(Image point annotation entries)
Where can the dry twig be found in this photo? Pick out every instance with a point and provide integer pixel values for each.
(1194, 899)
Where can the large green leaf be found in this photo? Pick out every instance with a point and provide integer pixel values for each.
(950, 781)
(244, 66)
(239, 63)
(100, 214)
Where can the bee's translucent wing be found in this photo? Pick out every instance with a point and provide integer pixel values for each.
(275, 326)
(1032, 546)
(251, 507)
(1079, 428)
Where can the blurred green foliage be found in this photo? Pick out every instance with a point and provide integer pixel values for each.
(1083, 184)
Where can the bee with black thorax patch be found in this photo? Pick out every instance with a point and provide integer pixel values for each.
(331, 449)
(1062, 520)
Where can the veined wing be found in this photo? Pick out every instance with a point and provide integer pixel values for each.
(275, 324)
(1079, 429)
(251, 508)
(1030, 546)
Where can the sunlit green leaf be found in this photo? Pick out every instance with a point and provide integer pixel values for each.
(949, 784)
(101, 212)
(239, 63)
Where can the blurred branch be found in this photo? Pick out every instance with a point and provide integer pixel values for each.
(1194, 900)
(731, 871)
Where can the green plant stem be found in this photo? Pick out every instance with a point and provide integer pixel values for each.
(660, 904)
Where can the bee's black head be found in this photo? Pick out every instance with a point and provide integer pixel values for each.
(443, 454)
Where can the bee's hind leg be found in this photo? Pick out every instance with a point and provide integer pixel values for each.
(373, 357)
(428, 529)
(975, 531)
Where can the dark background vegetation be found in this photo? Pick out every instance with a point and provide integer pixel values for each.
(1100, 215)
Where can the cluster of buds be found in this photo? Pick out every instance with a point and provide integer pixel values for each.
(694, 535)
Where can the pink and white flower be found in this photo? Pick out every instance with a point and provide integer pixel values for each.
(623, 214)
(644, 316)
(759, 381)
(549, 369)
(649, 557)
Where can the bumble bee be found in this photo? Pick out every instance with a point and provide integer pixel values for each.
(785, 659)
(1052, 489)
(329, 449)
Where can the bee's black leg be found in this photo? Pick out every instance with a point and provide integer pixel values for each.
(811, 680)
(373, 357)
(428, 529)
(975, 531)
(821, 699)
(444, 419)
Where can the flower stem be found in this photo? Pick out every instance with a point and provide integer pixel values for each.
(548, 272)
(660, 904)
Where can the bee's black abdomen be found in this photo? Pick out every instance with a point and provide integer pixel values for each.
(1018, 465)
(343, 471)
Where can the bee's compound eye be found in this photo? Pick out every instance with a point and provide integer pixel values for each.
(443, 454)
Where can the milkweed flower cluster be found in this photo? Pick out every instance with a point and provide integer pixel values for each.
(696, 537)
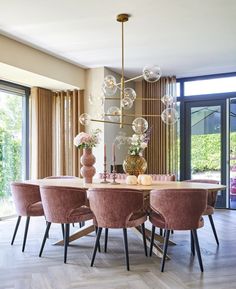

GOAL OF THE EXERCISE: Copy every one of the rows above word for word. Leave the picture out of your copy.

EXERCISE RESULT:
Where can the dry twig be found in this photo? Pick out every instance with a point and provide integer pixel values for each.
(1194, 899)
Where can the large green leaf be found in this photo? Pick out every instance with a point and provide integer pixel values for each.
(950, 781)
(244, 66)
(239, 63)
(100, 214)
Where can the bee's translucent wing be found in this photo? Pick out every instance with a point and provide integer pixel values for each.
(275, 326)
(1032, 546)
(251, 507)
(1079, 428)
Where can the blurred green foliage be found in this photo? Pick out every instance with a point and provide integer pixel values for each.
(1083, 184)
Where can the bee with black thorax patch be found in this photo? Pick out every instance with a point and provide integer pixel values for each.
(331, 449)
(1062, 520)
Where can the veined wing be found in this photo? Pick out every instance with a point and provide integer pixel values for each.
(275, 324)
(1079, 429)
(251, 508)
(1030, 546)
Where can the sunlit green leaf be found in this photo? Pick out every instance with a point and provide integer pixel values for each.
(949, 784)
(101, 212)
(239, 63)
Where can the blurred branch be found in this photo? Pick out every instance with a point and provide integer pixel values for each.
(1194, 900)
(731, 871)
Where can the green plant stem be found in this photo? Pick out every instance with a point and provide integer pixel values for each.
(660, 904)
Where can the bee's black head be found in this photo? Pick out every instance with a point and provide integer pixel values for each.
(443, 454)
Where can the bee's hind leg be found in this photo? Pick out every instance with a point and provide integer pixel values for each.
(373, 357)
(428, 529)
(975, 531)
Where can the dark background vegetation be found in this photo? Pick out every instance with a point and provide integer pixel values for each.
(1100, 215)
Where can the cluster of buds be found in this photo? Pick out every instance with a point and provide integer pixel values for each.
(694, 535)
Where can the pink and white flower be found in this photo? Pick out every instance with a point and provide integer pixel values for each.
(623, 214)
(644, 316)
(759, 381)
(549, 369)
(649, 557)
Where can the bumble bee be found in this photo? Pick out every instance with a point and provide integer pixel values for each.
(785, 659)
(1052, 489)
(329, 449)
Where can the bee's black leg be found in this photo? Pick out every instance with a point and provide integer pixel values for each.
(811, 680)
(373, 357)
(428, 529)
(975, 531)
(821, 699)
(444, 419)
Where can the flower stem be found in this photo? Pick out every instance with a point and provide integer pixel values for each.
(548, 272)
(660, 904)
Where can the bee's black abdomen be found in this photo? Pick out every instance with a point and provide integer pixel values for each.
(1018, 465)
(343, 471)
Where can the bee's compound eye be found in this photo? Pick out every instance with a point and provide integer pixel values for each.
(443, 454)
Where can the milkweed flower cluster be found in this photo? Pick out every instance with a point and provide integer pixel values for each.
(696, 537)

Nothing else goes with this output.